Problem: Those lines of the data that hold the word "noun" are to be copied out.

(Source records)
-- Opening Marker --
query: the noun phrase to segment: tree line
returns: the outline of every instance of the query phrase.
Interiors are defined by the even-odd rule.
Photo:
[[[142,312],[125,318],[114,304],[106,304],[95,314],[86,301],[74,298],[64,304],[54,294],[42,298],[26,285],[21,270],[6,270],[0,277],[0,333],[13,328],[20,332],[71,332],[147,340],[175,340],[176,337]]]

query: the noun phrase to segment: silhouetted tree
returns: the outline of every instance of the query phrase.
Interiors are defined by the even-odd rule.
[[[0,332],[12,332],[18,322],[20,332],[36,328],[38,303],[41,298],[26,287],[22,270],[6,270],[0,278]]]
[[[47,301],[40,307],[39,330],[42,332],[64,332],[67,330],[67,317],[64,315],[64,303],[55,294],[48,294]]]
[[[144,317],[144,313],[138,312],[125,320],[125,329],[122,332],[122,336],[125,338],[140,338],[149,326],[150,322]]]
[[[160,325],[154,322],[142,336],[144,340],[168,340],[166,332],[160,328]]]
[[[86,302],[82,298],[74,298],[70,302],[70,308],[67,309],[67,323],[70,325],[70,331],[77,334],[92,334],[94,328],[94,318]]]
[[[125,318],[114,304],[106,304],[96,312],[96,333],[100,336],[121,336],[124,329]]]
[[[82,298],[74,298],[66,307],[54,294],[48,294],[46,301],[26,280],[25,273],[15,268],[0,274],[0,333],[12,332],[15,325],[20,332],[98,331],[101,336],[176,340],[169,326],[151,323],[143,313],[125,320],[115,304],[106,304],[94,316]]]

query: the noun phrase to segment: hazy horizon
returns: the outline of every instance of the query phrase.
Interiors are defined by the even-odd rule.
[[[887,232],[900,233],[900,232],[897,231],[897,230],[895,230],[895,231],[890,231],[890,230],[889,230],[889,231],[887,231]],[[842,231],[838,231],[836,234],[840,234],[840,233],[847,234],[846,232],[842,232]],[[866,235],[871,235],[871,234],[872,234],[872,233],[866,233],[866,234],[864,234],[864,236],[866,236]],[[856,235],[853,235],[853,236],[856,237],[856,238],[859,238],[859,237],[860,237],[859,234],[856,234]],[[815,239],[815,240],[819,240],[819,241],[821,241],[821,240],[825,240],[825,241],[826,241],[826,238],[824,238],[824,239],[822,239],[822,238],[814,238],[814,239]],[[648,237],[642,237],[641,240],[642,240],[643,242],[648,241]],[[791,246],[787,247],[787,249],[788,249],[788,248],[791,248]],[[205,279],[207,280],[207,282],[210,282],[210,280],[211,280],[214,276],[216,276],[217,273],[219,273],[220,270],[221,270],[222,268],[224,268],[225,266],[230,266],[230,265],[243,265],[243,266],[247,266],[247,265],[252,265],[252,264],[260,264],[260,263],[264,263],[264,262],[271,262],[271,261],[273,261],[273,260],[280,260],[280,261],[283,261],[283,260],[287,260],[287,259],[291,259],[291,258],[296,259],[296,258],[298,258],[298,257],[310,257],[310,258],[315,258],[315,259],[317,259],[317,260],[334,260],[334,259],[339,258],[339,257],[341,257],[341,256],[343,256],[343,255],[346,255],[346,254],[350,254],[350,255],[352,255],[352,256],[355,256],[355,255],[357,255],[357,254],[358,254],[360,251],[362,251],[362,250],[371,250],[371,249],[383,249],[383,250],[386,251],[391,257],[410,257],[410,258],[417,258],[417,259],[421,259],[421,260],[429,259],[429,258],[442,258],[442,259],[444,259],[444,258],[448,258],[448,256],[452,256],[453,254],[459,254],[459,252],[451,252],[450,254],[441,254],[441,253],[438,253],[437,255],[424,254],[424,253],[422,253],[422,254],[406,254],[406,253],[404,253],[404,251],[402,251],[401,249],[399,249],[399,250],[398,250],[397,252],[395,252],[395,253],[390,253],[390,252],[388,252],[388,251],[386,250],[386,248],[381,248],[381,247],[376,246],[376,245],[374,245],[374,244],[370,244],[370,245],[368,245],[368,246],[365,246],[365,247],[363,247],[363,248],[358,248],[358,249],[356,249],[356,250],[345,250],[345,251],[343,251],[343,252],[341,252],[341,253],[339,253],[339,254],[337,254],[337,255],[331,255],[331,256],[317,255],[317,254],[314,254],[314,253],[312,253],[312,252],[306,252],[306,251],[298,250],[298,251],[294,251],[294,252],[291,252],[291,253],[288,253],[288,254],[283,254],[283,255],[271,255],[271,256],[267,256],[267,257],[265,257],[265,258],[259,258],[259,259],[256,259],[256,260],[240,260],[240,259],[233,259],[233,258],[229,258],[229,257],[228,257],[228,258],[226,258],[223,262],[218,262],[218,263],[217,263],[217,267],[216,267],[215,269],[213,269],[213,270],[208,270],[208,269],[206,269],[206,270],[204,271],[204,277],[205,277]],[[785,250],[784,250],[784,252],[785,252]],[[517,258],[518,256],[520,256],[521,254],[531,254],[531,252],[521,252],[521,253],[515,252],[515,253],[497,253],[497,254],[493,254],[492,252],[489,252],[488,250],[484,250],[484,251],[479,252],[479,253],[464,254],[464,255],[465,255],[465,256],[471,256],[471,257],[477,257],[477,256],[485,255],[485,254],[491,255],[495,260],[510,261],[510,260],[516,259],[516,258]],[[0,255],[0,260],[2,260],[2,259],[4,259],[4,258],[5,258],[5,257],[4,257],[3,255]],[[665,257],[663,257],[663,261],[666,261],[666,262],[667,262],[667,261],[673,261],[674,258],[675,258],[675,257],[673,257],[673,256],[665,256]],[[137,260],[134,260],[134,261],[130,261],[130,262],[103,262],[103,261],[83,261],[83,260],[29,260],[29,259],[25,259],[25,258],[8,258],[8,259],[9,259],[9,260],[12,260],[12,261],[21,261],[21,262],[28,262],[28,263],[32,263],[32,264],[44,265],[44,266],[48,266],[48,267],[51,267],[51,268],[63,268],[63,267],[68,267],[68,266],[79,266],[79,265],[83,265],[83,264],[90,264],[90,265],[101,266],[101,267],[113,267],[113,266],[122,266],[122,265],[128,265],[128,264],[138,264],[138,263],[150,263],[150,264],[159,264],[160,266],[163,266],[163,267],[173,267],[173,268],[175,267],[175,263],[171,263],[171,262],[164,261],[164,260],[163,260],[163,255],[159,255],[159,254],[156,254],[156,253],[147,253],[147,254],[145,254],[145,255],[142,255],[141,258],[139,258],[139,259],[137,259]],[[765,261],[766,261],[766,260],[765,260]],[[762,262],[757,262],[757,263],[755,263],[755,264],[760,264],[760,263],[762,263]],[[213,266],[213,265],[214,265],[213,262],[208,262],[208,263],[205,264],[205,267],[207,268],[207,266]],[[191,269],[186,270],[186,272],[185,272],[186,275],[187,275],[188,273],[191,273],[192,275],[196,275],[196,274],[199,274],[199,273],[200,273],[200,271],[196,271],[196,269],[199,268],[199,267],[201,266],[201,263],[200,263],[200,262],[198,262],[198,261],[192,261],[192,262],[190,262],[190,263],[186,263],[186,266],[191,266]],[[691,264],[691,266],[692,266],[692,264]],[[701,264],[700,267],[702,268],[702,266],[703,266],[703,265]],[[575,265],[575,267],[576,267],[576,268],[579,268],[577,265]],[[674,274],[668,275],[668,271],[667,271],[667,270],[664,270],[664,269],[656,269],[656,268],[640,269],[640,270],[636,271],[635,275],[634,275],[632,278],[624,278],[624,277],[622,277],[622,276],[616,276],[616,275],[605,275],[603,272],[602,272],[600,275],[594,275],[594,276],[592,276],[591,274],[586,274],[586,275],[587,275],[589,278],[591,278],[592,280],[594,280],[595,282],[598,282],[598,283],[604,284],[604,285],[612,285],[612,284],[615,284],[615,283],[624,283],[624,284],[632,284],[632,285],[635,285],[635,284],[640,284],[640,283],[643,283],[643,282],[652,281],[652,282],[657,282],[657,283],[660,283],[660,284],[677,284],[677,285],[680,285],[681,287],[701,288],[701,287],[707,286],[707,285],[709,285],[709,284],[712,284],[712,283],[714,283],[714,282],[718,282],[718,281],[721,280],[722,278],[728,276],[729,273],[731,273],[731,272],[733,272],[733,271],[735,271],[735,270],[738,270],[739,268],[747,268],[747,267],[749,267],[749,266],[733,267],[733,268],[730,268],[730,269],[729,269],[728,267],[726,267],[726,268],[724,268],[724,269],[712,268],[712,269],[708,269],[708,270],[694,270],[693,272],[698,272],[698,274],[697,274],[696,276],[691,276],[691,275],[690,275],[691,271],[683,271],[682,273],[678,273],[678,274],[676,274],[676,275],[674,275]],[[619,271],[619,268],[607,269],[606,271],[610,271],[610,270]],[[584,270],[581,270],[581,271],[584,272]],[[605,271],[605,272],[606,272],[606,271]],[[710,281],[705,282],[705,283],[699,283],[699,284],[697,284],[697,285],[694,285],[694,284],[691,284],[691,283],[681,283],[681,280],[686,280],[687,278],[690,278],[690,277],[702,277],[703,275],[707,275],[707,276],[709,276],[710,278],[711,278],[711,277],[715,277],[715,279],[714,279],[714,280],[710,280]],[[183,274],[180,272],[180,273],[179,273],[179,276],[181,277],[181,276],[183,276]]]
-- Closing Marker --
Exercise output:
query: the noun phrase to segment: tree line
query: the noun phrase to segment: silhouetted tree
query: the noun phrase to segment: hazy horizon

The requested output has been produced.